■ **CONSIGNE 1**:
Relevez tous les sentiments que le texte sur le déséquilibre des transactions énumère lorsqu'une partie prend le dessus sur l'autre.
■ **CONSIGNE 2**:
Recopiez, s'il vous plaît, le passage du texte sur le déséquilibre des transactions qui va de « Cependant, un problème » à « juste et équitable. ».

■ **TEXTE DE LA PAGE**:
--

Cependant, un problème intervient lorsque le contrat est vicié et qu’une partie prenante à la transaction prend l’ascendant sur l’autre. Quand la balance penche trop d’un côté (de la transaction économique), le déséquilibre se créée automatiquement avec des conséquences qui peuvent être néfastes de part et d’autre, sans que, dans l’instant «T», on ne puisse imaginer la portée engendrée par celui-ci. En effet, si les efforts sont toujours demandés du même côté, et si la barre n’est pas redressée, les relations humaines deviendront impossibles, l’un prendra le dessus sur l’autre avec ce que cela comporte en matière de frustration, de colère, d’amertume, de désir de vengeance, de haine, etc. Il en va ainsi des relations économiques entre les humains qui sont liés par la transaction, dont la condition sine qua non est d’être juste et équitable.
Or, le cas d’un déséquilibre se matérialise précisément lorsqu’un taux d’intérêt est facturé car l’emprunteur supporte une grande partie, si ce n’est la totalité du risque. En réalité, le fondement même de notre système financier, dont le pilier repose sur le taux d’intérêt, est l’illustration parfaite d’une violation de la justice absolue et de la loi de l’équilibre nécessaire à toute transaction économique.

--

■ **LIGNES FOURNIES**:
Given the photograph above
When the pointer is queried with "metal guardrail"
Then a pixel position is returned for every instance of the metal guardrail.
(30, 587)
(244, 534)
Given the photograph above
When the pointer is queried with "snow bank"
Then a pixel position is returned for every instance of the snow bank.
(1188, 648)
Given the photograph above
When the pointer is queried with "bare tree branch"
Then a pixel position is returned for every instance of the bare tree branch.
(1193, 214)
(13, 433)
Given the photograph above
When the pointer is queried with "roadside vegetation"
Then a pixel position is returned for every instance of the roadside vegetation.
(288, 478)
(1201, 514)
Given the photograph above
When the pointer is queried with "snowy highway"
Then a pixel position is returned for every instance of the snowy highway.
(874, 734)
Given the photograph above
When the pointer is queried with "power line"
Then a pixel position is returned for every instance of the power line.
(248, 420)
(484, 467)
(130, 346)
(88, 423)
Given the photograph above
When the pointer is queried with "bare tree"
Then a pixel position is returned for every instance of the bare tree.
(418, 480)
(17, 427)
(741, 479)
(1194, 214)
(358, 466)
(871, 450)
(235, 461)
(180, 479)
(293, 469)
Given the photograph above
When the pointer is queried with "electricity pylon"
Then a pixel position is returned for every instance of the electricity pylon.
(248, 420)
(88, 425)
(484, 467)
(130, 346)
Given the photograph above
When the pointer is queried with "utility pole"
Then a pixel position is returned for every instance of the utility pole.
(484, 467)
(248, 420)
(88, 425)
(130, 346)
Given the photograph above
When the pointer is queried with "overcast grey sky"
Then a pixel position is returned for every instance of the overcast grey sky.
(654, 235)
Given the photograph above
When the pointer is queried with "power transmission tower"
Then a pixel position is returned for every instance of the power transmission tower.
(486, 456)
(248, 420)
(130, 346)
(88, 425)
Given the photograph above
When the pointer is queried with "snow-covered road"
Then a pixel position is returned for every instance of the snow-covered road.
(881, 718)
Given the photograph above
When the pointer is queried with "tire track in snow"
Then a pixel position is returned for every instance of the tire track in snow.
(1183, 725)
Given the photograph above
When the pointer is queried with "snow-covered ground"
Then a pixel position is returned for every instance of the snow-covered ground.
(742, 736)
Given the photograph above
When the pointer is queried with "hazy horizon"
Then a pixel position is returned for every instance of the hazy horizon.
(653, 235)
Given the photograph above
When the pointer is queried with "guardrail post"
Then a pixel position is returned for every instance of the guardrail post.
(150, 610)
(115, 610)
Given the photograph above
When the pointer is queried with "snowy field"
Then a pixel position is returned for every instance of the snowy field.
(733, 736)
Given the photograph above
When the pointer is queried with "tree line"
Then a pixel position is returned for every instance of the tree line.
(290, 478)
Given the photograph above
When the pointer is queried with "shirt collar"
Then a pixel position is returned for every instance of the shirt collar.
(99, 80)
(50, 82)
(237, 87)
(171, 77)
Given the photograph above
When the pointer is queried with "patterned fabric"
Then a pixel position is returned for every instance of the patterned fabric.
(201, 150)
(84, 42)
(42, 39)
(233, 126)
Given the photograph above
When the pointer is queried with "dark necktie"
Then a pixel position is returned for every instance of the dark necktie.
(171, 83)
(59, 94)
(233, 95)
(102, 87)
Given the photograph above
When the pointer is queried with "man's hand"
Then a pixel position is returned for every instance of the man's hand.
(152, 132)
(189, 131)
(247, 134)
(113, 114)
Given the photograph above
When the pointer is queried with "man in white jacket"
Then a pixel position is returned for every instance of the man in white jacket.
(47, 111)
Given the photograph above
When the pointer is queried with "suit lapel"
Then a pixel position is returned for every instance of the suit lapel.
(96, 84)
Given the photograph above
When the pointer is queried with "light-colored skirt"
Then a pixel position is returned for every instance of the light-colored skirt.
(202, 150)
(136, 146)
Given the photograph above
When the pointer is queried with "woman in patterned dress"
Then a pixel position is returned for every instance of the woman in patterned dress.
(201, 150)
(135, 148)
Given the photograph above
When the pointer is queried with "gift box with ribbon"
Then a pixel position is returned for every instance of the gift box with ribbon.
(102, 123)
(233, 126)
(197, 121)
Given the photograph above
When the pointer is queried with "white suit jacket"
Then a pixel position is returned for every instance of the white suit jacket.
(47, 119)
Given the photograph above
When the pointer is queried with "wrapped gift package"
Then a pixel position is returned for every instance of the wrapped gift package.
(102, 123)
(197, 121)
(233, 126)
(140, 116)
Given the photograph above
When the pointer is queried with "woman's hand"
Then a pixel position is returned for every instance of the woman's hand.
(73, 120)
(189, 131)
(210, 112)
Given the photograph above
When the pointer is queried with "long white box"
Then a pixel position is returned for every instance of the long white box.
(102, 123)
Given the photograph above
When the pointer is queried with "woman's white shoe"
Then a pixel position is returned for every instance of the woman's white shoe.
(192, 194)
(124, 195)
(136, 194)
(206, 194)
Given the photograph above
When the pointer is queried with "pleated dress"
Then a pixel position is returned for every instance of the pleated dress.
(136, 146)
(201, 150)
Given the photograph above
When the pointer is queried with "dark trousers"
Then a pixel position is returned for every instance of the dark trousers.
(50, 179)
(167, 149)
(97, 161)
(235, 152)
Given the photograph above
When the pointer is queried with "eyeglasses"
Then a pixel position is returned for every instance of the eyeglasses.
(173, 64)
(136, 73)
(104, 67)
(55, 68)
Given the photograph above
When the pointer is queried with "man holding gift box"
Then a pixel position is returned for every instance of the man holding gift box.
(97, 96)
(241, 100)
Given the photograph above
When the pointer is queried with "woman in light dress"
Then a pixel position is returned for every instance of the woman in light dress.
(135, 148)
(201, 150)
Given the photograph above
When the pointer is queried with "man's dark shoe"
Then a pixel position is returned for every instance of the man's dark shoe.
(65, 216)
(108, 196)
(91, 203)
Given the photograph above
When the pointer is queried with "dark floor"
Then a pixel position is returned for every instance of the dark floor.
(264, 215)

--

■ **RÉPONSE RÉDIGÉE 1**:
frustration, colère, amertume, désir de vengeance, haine

■ **RÉPONSE RÉDIGÉE 2**:
Cependant, un problème intervient lorsque le contrat est vicié et qu’une partie prenante à la transaction prend l’ascendant sur l’autre. Quand la balance penche trop d’un côté (de la transaction économique), le déséquilibre se créée automatiquement avec des conséquences qui peuvent être néfastes de part et d’autre, sans que, dans l’instant «T», on ne puisse imaginer la portée engendrée par celui-ci. En effet, si les efforts sont toujours demandés du même côté, et si la barre n’est pas redressée, les relations humaines deviendront impossibles, l’un prendra le dessus sur l’autre avec ce que cela comporte en matière de frustration, de colère, d’amertume, de désir de vengeance, de haine, etc. Il en va ainsi des relations économiques entre les humains qui sont liés par la transaction, dont la condition sine qua non est d’être juste et équitable.